-- start SOURCE DATA --

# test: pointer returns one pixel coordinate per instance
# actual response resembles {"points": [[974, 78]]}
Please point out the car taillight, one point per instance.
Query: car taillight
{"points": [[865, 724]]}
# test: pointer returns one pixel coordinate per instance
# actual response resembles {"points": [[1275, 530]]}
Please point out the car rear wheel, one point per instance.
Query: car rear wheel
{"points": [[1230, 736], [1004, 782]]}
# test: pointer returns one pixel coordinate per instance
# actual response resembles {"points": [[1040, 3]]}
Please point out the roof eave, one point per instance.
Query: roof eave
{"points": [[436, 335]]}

-- end SOURCE DATA --
-- start SOURCE DATA --

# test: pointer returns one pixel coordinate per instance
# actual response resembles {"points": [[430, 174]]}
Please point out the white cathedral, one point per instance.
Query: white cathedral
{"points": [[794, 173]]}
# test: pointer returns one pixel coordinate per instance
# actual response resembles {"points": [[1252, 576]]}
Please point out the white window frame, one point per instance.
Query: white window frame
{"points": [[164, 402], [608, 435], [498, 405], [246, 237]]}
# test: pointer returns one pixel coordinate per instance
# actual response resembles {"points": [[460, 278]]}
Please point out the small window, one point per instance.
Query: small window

-- end SOURCE DATA --
-- start SOURCE DATA --

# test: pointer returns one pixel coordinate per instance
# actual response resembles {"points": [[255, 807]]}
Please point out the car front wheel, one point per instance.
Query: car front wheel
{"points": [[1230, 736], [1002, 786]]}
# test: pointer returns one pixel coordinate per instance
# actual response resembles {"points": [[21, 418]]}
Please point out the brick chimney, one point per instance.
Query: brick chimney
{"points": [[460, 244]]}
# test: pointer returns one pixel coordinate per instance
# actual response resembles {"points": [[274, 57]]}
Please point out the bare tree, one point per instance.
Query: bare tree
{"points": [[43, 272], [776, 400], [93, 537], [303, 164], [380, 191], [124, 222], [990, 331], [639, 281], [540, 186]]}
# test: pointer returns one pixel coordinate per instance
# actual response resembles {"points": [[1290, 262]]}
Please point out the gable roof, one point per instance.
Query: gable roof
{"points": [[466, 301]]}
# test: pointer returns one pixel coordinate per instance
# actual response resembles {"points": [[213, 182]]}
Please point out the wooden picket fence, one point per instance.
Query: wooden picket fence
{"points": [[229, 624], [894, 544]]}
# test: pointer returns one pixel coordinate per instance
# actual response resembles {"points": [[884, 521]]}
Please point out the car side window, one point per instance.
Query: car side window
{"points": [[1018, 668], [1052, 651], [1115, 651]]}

-- end SOURCE DATA --

[REQUEST] Gather each line from the rows above that contains the string "picket". Letter case matters.

[THE ANSWER]
Please point out the wooden picket fence, one point per instance.
Query: wooden picket fence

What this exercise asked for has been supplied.